◆ **CHALLENGE**: Below is a listing; copy all of it exactly.

◆ **DATA**:
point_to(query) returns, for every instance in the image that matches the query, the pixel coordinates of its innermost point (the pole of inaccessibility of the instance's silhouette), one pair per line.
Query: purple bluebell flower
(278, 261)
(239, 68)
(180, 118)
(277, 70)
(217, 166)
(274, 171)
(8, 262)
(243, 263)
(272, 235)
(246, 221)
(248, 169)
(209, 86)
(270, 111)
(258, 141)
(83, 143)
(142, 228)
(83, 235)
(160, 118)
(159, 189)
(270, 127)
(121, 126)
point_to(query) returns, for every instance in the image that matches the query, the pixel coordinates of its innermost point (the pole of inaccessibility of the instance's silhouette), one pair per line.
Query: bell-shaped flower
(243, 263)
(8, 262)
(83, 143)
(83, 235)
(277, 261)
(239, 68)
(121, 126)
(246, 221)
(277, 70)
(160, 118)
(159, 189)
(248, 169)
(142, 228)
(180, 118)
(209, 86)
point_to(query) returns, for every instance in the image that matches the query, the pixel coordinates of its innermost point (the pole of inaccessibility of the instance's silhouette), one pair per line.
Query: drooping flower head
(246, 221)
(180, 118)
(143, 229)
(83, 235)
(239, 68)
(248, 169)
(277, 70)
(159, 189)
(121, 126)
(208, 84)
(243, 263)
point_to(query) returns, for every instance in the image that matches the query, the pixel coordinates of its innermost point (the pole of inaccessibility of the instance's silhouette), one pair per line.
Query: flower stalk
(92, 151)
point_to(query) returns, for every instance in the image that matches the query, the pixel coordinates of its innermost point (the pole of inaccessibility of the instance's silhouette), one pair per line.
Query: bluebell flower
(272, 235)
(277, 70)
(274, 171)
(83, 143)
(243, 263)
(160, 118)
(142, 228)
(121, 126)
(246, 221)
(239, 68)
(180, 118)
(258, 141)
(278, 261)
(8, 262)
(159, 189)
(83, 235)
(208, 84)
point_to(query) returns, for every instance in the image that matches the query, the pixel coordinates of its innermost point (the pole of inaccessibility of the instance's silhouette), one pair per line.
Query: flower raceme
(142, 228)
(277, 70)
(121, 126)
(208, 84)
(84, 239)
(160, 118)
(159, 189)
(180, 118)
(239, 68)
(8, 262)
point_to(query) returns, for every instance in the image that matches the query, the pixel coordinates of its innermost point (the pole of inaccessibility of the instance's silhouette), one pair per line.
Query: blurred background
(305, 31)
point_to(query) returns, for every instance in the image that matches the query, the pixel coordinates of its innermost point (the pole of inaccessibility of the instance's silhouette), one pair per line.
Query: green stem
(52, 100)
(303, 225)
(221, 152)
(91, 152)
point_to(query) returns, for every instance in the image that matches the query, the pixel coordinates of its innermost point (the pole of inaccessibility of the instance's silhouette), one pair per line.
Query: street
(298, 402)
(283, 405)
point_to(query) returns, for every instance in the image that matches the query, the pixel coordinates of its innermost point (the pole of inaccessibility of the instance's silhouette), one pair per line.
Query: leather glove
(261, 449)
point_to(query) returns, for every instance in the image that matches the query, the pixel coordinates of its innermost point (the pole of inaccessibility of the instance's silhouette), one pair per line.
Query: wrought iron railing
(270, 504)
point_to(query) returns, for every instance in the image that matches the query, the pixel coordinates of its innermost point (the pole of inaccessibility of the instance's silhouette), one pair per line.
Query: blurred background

◆ **TASK RESULT**:
point_to(query) returns, for every instance in the image that matches the query, the pixel coordinates of its innermost point (the pole of inaccessibility of the instance's silhouette), one pair per line.
Query: purple bluebell flower
(278, 261)
(239, 68)
(180, 118)
(277, 70)
(217, 166)
(274, 171)
(8, 262)
(243, 263)
(272, 235)
(246, 221)
(248, 169)
(209, 86)
(270, 111)
(258, 141)
(83, 143)
(142, 228)
(83, 235)
(160, 118)
(159, 189)
(270, 127)
(121, 126)
point_to(query) returns, for every instance in the image that matches the query, the pixel coordinates of its innermost point (the pole of inaccessibility of the instance's silhouette), one pair per line.
Query: bell-shaped flower
(243, 263)
(8, 262)
(83, 143)
(83, 235)
(277, 261)
(239, 68)
(121, 126)
(246, 221)
(277, 70)
(160, 118)
(159, 189)
(248, 169)
(142, 228)
(180, 118)
(209, 86)
point_to(query) returns, for every instance in the image that matches the query, the pixel coordinates of its innermost point (the pole of inaccessibility of the instance's silhouette), one pair per line.
Query: drooping flower head
(246, 221)
(180, 118)
(143, 229)
(83, 235)
(239, 68)
(248, 169)
(277, 70)
(159, 189)
(121, 126)
(208, 84)
(243, 263)
point_to(query) returns, for every instance in the image that matches the query, the pixel coordinates of its innermost point (the pole of inaccessibility of the instance's silhouette), one pair per line.
Query: flower stalk
(92, 151)
point_to(query) returns, for every instance in the image that matches the query, the pixel coordinates of its innermost point (the pole of inaccessibility of the instance's silhouette), one pair per line.
Query: bluebell flower
(272, 235)
(277, 70)
(274, 171)
(83, 143)
(243, 263)
(160, 118)
(142, 228)
(121, 126)
(246, 221)
(239, 68)
(180, 118)
(258, 141)
(278, 261)
(8, 262)
(159, 189)
(83, 235)
(208, 84)
point_to(query) returns, for every instance in the image that matches the query, the pixel coordinates of its innermost point (the pole of inaccessibility of the instance's silhouette), one pair per line.
Query: flower raceme
(142, 228)
(277, 70)
(121, 126)
(208, 84)
(84, 239)
(160, 118)
(159, 189)
(180, 118)
(239, 68)
(8, 262)
point_to(query) returns, for every instance in the image that matches the query, the pixel coordinates of its innermost point (the pole of inaccessibility of the instance's silhouette), one pair per line.
Query: blurred background
(305, 31)
point_to(query) returns, for every instance in the image that matches the query, the pixel coordinates of its innermost point (the pole of inaccessibility of the instance's silhouette), one pair per line.
Query: green stem
(52, 100)
(303, 225)
(221, 152)
(91, 152)
point_to(query) returns, for every instance in the image that matches the query, the pixel coordinates of its innermost point (the pole of inaccessibility of the instance's silhouette), one pair per line.
Query: street
(298, 402)
(283, 405)
point_to(query) returns, for every instance in the image that matches the query, the pixel coordinates of its innermost point (the pole of inaccessibility of the instance's silhouette), one pair per line.
Query: leather glove
(261, 449)
point_to(query) returns, for every instance in the image that matches the query, the pixel coordinates of its innermost point (the pole of inaccessibility of the instance's silhouette), one pair per line.
Query: wrought iron railing
(270, 504)
point_to(query) returns, for every instance in the image that matches the query, the pixel coordinates of its innermost point (the pole of inaccessibility of the instance's silhouette), one pair per line.
Query: blurred background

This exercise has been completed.